Domingo, 3 de diciembre de 2006 | Hoy
EL PAíS › UNA CANDIDATURA QUE CAMBIO EL ESCENARIO
La candidatura de Scioli, lo que expresan los candidatos polivalentes. Las razones de Kirchner, su mensaje a la tropa propia. La fórmula provincial en disputa, un postulante firme. Las dudas de Macri, cuitas con Lavagna y López Murphy. Se arma el rompecabezas en Capital. La triangulación, ventajas y riesgos.
Por Mario Wainfeld
Opinion
Daniel Scioli es, verosímil aunque no probadamente, una carta ganadora del oficialismo, una fuerza dominante que agigantó su poder y predicamento gobernando en una época de crecimiento chino. A contrapelo de ese ecosistema propicio, el kirchnerismo cuenta con muy pocos candidatos aptos para sumar votos al pingüino o a la pingüina.
A su vez, Mauricio Macri es el mejor candidato de PRO en Capital, Buenos Aires y en las presidenciales. Tanta abundancia lo sume en un dilema hamletiano, que Kirchner (a puro decisionismo e inventiva) le ahorró a Scioli. Juan Carlos Blumberg (un emergente extrapolítico o más bien antipolítico) podría sustituir al presidente de Boca con chances menores pero no ominosas en la provincia. En los otros distritos, los recambios eventuales están a años luz de las perspectivas del titular.

+++

* **EJERCICIO 1**: Reproduce de la columna sobre la candidatura de Scioli todo lo que va desde "Domingo, 3 de" hasta "ventajas y riesgos.".
* **EJERCICIO 2**: Pasa al inglés esta oración de la columna sobre la candidatura de Scioli: "En los otros distritos, los recambios eventuales están a años luz de las perspectivas del titular."
* **EJERCICIO 3**: Retoma la columna sobre la candidatura de Scioli a partir de donde termina.

+++

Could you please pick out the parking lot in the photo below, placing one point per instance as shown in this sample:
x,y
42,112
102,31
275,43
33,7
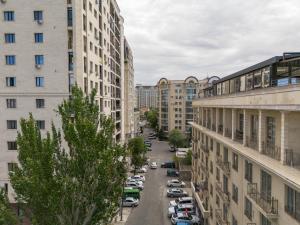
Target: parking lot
x,y
154,203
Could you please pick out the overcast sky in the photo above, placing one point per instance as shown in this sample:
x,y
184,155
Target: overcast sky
x,y
178,38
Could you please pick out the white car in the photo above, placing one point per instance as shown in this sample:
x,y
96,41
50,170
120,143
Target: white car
x,y
153,165
138,178
130,202
175,183
184,217
183,200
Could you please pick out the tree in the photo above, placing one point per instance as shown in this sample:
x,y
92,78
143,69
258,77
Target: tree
x,y
152,118
137,150
176,138
74,181
7,216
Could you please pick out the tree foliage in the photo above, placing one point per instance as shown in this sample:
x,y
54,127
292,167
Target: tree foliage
x,y
152,118
7,216
176,138
137,150
74,180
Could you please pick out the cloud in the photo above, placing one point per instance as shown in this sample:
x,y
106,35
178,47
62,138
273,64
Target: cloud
x,y
174,39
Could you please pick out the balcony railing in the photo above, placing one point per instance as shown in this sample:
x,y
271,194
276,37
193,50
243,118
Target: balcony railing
x,y
224,165
225,195
272,151
267,203
222,220
220,129
292,158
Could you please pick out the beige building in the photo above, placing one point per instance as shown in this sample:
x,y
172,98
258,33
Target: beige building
x,y
129,91
246,155
48,46
175,102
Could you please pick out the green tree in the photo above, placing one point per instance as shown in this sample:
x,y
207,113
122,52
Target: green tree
x,y
77,180
7,216
152,118
137,150
176,138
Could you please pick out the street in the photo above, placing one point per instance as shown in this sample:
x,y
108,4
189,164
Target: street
x,y
154,203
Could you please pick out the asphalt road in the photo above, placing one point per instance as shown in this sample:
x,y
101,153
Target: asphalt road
x,y
154,203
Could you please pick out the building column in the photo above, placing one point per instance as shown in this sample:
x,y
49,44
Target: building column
x,y
224,121
284,135
217,119
233,126
261,130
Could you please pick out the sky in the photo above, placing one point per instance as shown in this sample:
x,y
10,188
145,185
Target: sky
x,y
179,38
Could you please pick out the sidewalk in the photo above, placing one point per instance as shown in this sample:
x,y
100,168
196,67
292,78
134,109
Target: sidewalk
x,y
126,213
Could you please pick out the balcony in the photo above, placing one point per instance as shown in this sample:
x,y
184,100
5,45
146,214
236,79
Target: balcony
x,y
225,195
272,151
200,192
268,205
225,166
222,220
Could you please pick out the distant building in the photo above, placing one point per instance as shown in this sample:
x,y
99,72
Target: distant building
x,y
175,102
146,96
246,154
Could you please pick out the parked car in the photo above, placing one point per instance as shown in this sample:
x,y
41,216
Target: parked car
x,y
153,165
188,208
138,177
176,192
169,164
184,217
172,173
130,202
183,200
134,185
175,183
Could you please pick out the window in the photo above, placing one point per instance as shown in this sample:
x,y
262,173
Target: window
x,y
9,15
12,166
12,145
40,124
11,124
248,209
39,59
10,38
39,81
10,59
11,103
11,81
40,103
38,15
235,161
292,202
38,37
235,193
248,171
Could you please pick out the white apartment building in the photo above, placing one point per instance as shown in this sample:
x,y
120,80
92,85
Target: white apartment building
x,y
246,156
146,96
48,46
129,91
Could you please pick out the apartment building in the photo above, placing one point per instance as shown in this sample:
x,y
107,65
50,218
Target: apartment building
x,y
175,102
146,96
47,47
129,96
246,156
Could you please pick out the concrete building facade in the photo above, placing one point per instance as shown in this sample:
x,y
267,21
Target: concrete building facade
x,y
246,156
175,102
146,96
47,47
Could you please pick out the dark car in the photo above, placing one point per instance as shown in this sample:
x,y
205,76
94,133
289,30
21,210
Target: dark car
x,y
172,173
169,164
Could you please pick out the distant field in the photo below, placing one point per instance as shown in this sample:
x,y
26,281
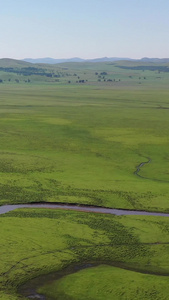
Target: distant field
x,y
122,74
102,143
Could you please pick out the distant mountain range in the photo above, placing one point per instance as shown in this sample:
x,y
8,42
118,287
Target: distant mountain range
x,y
49,60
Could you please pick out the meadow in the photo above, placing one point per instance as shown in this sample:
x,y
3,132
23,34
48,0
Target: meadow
x,y
82,143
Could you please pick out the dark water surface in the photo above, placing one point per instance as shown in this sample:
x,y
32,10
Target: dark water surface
x,y
6,208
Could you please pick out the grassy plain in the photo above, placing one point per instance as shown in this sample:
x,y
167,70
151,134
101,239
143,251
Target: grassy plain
x,y
35,242
83,144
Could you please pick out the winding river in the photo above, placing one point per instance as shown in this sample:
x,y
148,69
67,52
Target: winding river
x,y
84,208
29,289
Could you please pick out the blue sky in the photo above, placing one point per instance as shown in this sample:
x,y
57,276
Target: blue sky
x,y
86,29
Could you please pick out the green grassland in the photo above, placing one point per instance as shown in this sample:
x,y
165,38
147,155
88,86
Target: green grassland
x,y
82,143
40,241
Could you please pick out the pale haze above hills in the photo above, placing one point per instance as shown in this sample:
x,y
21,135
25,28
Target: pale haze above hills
x,y
49,60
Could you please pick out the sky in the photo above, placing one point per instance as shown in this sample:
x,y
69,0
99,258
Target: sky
x,y
86,29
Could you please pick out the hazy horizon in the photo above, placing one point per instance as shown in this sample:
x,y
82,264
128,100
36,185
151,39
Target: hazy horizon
x,y
89,29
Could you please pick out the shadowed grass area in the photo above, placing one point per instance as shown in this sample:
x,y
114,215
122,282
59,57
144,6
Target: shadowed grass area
x,y
105,282
40,241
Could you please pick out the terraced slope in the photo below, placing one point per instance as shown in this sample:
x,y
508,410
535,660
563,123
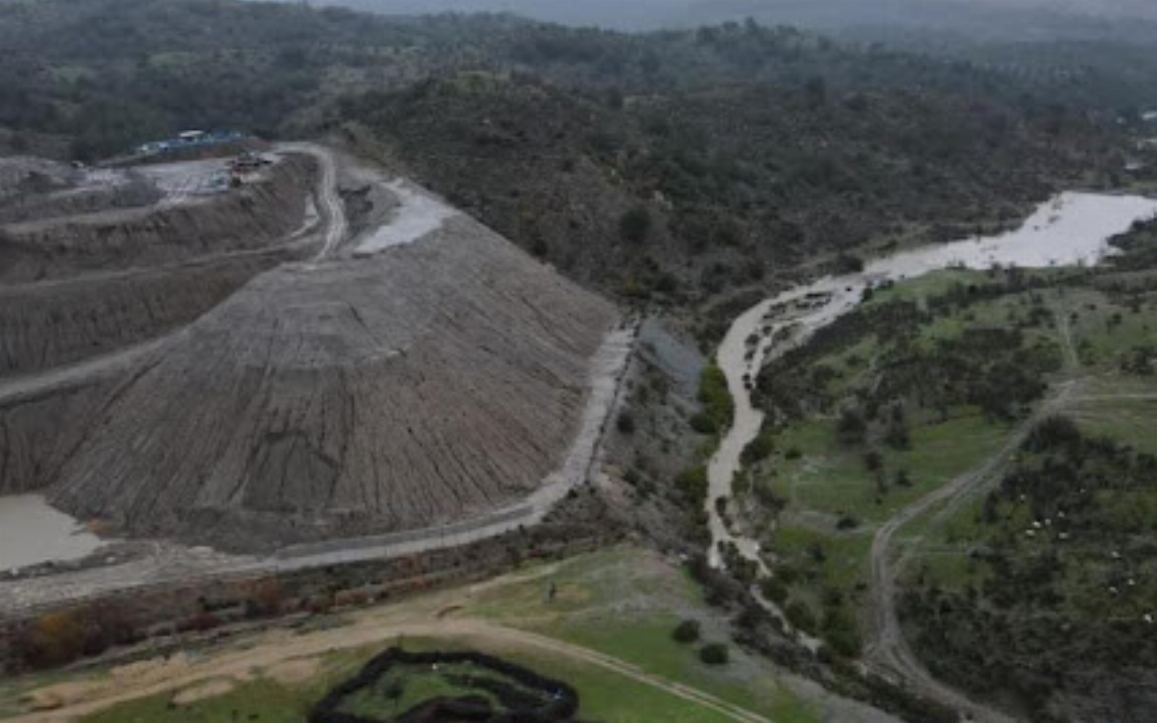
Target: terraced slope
x,y
234,381
436,381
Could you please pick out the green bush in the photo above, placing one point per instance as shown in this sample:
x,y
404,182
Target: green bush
x,y
715,397
686,632
800,615
774,590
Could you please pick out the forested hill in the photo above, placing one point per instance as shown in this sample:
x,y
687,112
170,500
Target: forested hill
x,y
110,72
668,167
679,196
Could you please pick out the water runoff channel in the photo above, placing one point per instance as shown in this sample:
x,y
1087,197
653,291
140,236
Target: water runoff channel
x,y
1069,229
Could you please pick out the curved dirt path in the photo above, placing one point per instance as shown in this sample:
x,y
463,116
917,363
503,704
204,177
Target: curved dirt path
x,y
279,648
889,653
120,361
337,224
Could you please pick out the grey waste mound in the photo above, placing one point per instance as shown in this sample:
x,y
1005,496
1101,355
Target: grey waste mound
x,y
251,218
433,382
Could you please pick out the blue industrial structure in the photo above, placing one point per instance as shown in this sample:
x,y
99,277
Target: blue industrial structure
x,y
190,140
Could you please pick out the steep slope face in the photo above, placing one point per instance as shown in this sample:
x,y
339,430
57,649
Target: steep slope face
x,y
432,382
112,238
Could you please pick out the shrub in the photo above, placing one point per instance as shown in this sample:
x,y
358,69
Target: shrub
x,y
714,654
774,590
702,423
635,224
693,482
686,632
800,615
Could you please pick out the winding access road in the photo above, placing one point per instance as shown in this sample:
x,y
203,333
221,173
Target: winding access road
x,y
22,388
889,653
337,224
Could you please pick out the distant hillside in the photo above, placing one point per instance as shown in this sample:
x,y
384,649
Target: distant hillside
x,y
667,167
680,196
93,78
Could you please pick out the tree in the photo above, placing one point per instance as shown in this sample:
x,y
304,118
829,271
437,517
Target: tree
x,y
850,428
635,224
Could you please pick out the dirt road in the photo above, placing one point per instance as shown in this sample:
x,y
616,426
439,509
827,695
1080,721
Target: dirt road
x,y
889,653
337,226
274,649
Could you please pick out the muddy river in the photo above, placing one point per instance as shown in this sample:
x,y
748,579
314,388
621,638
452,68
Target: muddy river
x,y
32,532
1071,228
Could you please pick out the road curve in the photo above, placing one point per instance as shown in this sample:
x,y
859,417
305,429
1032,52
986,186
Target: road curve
x,y
337,224
889,653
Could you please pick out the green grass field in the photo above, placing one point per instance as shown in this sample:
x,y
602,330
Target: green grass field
x,y
623,602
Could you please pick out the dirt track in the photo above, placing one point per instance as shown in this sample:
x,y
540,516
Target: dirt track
x,y
889,653
496,272
273,650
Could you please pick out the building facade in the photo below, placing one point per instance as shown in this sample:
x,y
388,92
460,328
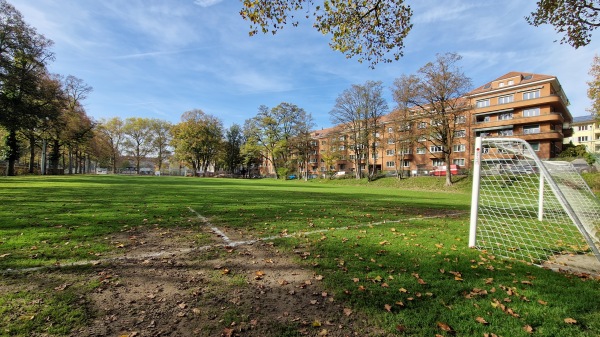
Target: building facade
x,y
586,131
523,105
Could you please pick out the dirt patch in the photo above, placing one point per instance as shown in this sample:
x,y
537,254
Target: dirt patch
x,y
163,284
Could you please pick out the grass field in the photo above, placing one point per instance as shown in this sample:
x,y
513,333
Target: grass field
x,y
395,253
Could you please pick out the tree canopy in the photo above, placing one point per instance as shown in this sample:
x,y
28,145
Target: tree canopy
x,y
575,19
364,28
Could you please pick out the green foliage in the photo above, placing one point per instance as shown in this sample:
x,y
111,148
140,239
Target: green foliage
x,y
367,29
577,151
576,19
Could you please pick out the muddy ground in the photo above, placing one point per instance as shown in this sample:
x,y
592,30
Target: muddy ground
x,y
163,284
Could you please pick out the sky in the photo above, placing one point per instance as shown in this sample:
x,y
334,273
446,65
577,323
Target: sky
x,y
161,58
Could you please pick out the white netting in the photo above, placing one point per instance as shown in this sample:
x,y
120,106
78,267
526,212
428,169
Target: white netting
x,y
529,212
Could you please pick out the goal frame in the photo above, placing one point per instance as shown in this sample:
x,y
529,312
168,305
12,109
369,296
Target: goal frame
x,y
545,178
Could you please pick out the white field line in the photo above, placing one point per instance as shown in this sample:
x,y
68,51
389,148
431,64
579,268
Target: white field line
x,y
227,240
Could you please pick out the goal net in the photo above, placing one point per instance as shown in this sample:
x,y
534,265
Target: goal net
x,y
528,209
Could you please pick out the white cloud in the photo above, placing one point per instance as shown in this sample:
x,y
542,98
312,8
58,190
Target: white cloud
x,y
207,3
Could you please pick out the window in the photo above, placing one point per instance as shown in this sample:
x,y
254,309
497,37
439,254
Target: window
x,y
482,103
535,146
582,128
531,112
531,94
506,99
460,133
438,162
530,129
436,148
459,148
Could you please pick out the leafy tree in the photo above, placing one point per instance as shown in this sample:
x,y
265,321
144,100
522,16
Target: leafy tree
x,y
139,138
576,19
273,131
364,28
25,54
161,134
594,87
197,139
358,110
115,135
234,139
437,91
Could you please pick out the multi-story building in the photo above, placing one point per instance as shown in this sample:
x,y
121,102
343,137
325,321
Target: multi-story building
x,y
524,105
586,131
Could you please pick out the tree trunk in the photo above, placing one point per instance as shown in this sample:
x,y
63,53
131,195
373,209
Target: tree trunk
x,y
31,153
13,152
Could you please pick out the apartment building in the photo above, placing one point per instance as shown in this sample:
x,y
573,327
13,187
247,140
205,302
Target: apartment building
x,y
530,106
586,131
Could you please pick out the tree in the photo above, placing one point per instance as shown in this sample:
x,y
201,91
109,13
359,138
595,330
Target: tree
x,y
273,131
594,87
114,133
139,138
437,92
233,145
358,110
161,131
365,28
197,139
25,54
576,19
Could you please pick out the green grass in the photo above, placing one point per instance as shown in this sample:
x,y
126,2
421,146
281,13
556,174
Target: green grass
x,y
385,248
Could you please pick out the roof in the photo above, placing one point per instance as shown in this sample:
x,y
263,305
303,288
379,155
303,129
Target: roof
x,y
584,119
522,78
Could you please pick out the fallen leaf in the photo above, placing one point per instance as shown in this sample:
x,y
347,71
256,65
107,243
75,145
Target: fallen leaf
x,y
445,327
481,320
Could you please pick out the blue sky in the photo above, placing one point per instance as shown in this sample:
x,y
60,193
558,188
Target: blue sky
x,y
160,58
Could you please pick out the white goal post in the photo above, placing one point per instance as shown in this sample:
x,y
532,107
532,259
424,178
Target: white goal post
x,y
528,209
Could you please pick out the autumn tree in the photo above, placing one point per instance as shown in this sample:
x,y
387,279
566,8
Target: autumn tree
x,y
368,29
139,138
25,54
436,95
115,135
594,87
358,110
234,140
273,130
575,19
161,138
197,139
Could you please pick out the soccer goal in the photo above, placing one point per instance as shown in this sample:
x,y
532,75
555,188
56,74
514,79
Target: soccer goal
x,y
528,209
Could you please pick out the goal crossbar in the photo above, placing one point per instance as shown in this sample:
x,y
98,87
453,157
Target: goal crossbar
x,y
529,209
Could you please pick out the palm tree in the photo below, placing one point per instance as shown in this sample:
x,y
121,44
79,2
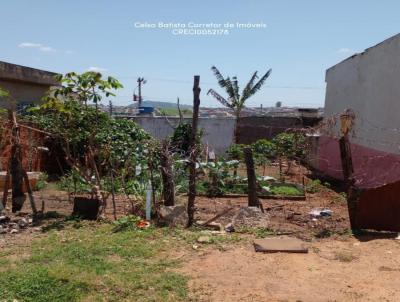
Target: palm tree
x,y
235,99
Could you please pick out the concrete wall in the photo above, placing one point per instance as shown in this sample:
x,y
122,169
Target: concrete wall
x,y
25,84
217,132
368,84
23,92
253,128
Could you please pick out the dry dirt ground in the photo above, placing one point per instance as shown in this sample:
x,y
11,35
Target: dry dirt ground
x,y
338,267
333,270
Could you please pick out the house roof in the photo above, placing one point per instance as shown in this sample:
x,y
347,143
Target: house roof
x,y
19,73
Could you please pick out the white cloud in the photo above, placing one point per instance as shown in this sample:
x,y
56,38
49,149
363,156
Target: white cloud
x,y
38,46
29,44
97,69
345,50
47,49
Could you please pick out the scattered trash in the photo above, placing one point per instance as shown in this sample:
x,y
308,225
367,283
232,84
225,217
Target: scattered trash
x,y
143,224
212,225
4,219
204,239
3,230
229,228
316,213
280,244
173,215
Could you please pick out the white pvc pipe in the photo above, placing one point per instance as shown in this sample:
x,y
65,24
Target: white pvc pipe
x,y
149,192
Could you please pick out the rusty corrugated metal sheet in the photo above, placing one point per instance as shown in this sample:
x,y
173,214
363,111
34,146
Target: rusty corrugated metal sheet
x,y
379,208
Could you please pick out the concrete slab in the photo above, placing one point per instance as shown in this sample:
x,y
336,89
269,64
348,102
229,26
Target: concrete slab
x,y
280,244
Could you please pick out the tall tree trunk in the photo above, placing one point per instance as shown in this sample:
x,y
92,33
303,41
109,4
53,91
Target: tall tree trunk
x,y
16,171
237,128
167,176
193,151
251,178
17,179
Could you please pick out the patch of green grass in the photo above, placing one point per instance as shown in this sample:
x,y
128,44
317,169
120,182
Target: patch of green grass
x,y
38,284
285,191
93,263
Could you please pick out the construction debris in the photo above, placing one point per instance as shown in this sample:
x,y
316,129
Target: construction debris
x,y
280,244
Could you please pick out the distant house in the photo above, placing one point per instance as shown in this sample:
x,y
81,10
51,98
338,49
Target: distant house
x,y
26,85
368,84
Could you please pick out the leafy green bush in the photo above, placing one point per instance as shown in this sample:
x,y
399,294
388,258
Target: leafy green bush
x,y
264,148
235,151
289,145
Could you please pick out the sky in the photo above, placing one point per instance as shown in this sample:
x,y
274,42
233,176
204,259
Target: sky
x,y
299,40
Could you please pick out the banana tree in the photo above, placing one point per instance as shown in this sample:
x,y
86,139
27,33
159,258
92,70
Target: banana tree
x,y
237,100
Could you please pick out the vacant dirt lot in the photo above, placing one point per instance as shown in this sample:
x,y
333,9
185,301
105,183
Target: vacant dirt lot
x,y
333,270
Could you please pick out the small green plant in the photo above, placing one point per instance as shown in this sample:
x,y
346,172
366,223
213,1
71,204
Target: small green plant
x,y
344,256
285,191
42,181
126,223
235,151
313,186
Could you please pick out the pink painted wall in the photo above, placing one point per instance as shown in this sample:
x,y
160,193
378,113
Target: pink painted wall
x,y
372,168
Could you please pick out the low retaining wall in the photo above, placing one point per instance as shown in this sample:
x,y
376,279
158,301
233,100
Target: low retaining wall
x,y
217,132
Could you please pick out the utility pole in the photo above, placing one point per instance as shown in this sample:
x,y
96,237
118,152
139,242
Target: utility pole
x,y
140,81
110,109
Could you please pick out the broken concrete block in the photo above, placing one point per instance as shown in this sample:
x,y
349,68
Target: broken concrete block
x,y
280,244
173,215
204,239
23,223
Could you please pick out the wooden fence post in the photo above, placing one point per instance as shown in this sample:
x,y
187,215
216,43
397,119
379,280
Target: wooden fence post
x,y
251,178
167,176
193,151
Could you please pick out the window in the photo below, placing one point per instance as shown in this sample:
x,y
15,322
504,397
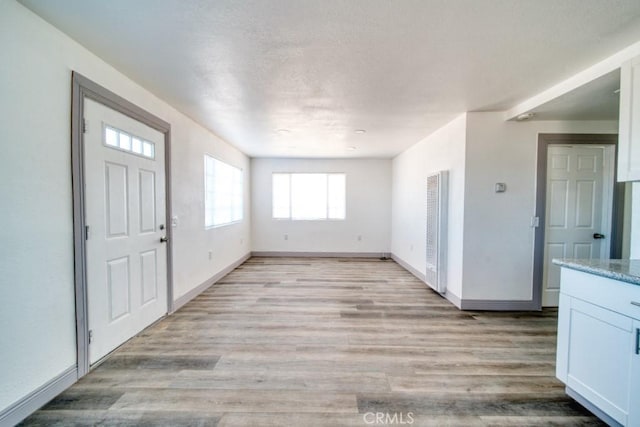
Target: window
x,y
309,196
223,198
121,140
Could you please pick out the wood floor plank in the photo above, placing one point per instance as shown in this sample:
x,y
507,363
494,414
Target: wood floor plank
x,y
326,342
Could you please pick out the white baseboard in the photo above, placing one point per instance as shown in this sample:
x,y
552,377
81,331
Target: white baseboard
x,y
320,254
179,302
38,398
409,268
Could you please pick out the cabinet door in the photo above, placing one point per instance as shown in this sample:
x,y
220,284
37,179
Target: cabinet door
x,y
634,395
601,346
629,135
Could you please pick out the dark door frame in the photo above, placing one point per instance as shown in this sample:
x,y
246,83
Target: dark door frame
x,y
617,213
83,88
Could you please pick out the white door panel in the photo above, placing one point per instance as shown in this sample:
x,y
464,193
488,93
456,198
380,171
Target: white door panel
x,y
578,205
125,213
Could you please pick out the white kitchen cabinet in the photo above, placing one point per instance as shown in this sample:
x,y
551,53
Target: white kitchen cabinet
x,y
598,340
629,132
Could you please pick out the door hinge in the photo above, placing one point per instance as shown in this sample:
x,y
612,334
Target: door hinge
x,y
535,221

+++

* **RESPUESTA ESCRITA 1**:
Domingo, 3 de diciembre de 2006 | Hoy
EL PAíS › UNA CANDIDATURA QUE CAMBIO EL ESCENARIO
La candidatura de Scioli, lo que expresan los candidatos polivalentes. Las razones de Kirchner, su mensaje a la tropa propia. La fórmula provincial en disputa, un postulante firme. Las dudas de Macri, cuitas con Lavagna y López Murphy. Se arma el rompecabezas en Capital. La triangulación, ventajas y riesgos.

* **RESPUESTA ESCRITA 2**: In the other districts, the possible replacements are light-years away from the prospects of the starter.

* **RESPUESTA ESCRITA 3**:
El lavagnismo tiene un solo candidato taquillero y otro tanto ocurre con el ARI de Elisa Carrió, quien, más allá de sus altibajos y devaneos, es la única dirigente de proyección nacional de su fuerza.
La implosión de los partidos políticos y la crisis de representatividad se hacen presentes a la hora de armar el tablero electoral de 2007. Todos padecen del síndrome de la frazada corta, más allá de sus sensibles diferencias de potencial y de organización.
El desplazamiento de los partidos políticos (que aún con sus limitaciones y agachadas expresan una promesa genérica de cómo y para quién se va a gobernar) a mano de las personalidades no es un invento vernáculo, como el dulce de leche. La socialista Ségolène Royal encarnó en Francia la presencia de candidatos seductores para la audiencia en detrimento de los dirigentes de carrera, por no dar más de un ejemplo cercano. Pero quizás en la Argentina la entropía de los partidos políticos tenga un rango internacional muy alto.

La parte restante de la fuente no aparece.